• Texte fourni:

########################################

Le texte que nous venons d’entendre fait suite à la belle histoire – mieux connue – des pèlerins d’Emmaüs. Ceux-ci sont en train de partager aux apôtres ce qui leur était arrivé sur le chemin, lorsque soudain «Jésus se trouva au milieu d’eux !», mais le récit ne cache pas, – au contraire – leur stupéfaction et leur incrédulité : «ils pensaient voir un esprit ! ». Alors Jésus les reprend là où ils en sont : « Pourquoi êtes-vous troublés ? Et pourquoi ces discussions, ces objections, montent-elles dans vos cœurs ?! » Puis, il insiste : «Voyez mes mains et mes pieds !». (La même invitation sera faite plus tard à Thomas : «Vois, touche mes mains et mon côté !», les traces, les signes de ma passion): «car c’est bien moi !», le crucifié (en grec, ces mots ont une résonance plus profonde encore : ‘ego eimi autos – Je Suis, raccourci du nom imprononçable de Dieu dans l’ancienne alliance.)

 

Insistance étrange sur la vision et le toucher : «Touchez-moi et voyez : un esprit n’a ni chair ni os, comme vous voyez que j’en ai !». Notre Foi ferait peut-être volontiers l’économie de ce réalisme, plus troublant que rassurant… Le texte continue d’ailleurs : «Comme ils doutaient encore sous le coup de la joie et continuaient de s’étonner, Jésus leur dit : ‘Avez-vous ici quelque chose à manger ?’. Ils lui offrirent alors un morceau de poisson grillé. Le prenant, il mangea devant eux !». Il est certain que les apôtres ont fait là l’expérience d’une rencontre intense autant qu’insolite, et qu’ils essaient de nous en partager la vérité profonde. Mais cette vérité ne s’est pas imposée à eux dans l’évidence immédiate ; elle a dû se frayer un chemin à travers l’épaisseur d’un doute : bienheureux doute dont ils nous font l’aveu, et qui rend notre Foi solidaire de la leur ! A notre tour, il nous faut laisser ces textes descendre dans notre entendement et y ouvrir toutes les hypothèses. Nous devons pour cela tenir compte, à la fois du caractère symbolique, poétique, intentionnel, de tout récit biblique, mais aussi de l’insistance sur le détail réaliste de ce récit… Sans doute, notre Foi de chrétiens ne nous assure-t-elle pas un savoir précis et réservé sur l’au-delà de la mort ni sur la vie future, mais peut-être jette-t-elle quelques lueurs sur le sens des réalités présentes. L’insistance du récit évangélique (dont on ne peut méconnaître l’intention apologétique) nous inviterait alors à revoir, ou à approfondir, notre propre conception du corps, de la chair, des os et de la nourriture, et à tenter par là d’entrer dans la compréhension de ce pourrait être la Résurrection : un corps ressuscité.

########################################

• Tâche courte: Recopiez fidèlement le passage du texte fourni qui va de « Le texte que » à « dans l’ancienne alliance.) ».

########################################

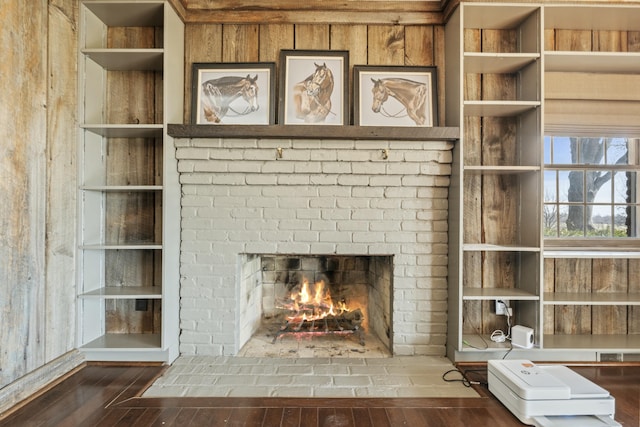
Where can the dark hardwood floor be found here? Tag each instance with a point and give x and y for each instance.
(99, 395)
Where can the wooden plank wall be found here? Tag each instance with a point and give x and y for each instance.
(490, 201)
(597, 275)
(134, 217)
(37, 172)
(367, 44)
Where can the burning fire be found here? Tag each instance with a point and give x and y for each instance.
(312, 304)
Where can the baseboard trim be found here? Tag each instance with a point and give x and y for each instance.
(33, 384)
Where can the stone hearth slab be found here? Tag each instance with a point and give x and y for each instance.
(224, 376)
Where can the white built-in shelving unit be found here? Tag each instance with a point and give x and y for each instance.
(128, 201)
(497, 249)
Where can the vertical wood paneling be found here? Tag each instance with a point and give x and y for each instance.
(23, 120)
(549, 286)
(499, 192)
(609, 275)
(203, 43)
(419, 45)
(131, 217)
(240, 43)
(472, 196)
(385, 44)
(61, 193)
(352, 38)
(312, 36)
(273, 38)
(634, 287)
(439, 61)
(573, 275)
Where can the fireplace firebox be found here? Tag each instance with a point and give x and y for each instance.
(304, 297)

########################################

• Réponse finale:
Le texte que nous venons d’entendre fait suite à la belle histoire – mieux connue – des pèlerins d’Emmaüs. Ceux-ci sont en train de partager aux apôtres ce qui leur était arrivé sur le chemin, lorsque soudain «Jésus se trouva au milieu d’eux !», mais le récit ne cache pas, – au contraire – leur stupéfaction et leur incrédulité : «ils pensaient voir un esprit ! ». Alors Jésus les reprend là où ils en sont : « Pourquoi êtes-vous troublés ? Et pourquoi ces discussions, ces objections, montent-elles dans vos cœurs ?! » Puis, il insiste : «Voyez mes mains et mes pieds !». (La même invitation sera faite plus tard à Thomas : «Vois, touche mes mains et mon côté !», les traces, les signes de ma passion): «car c’est bien moi !», le crucifié (en grec, ces mots ont une résonance plus profonde encore : ‘ego eimi autos – Je Suis, raccourci du nom imprononçable de Dieu dans l’ancienne alliance.)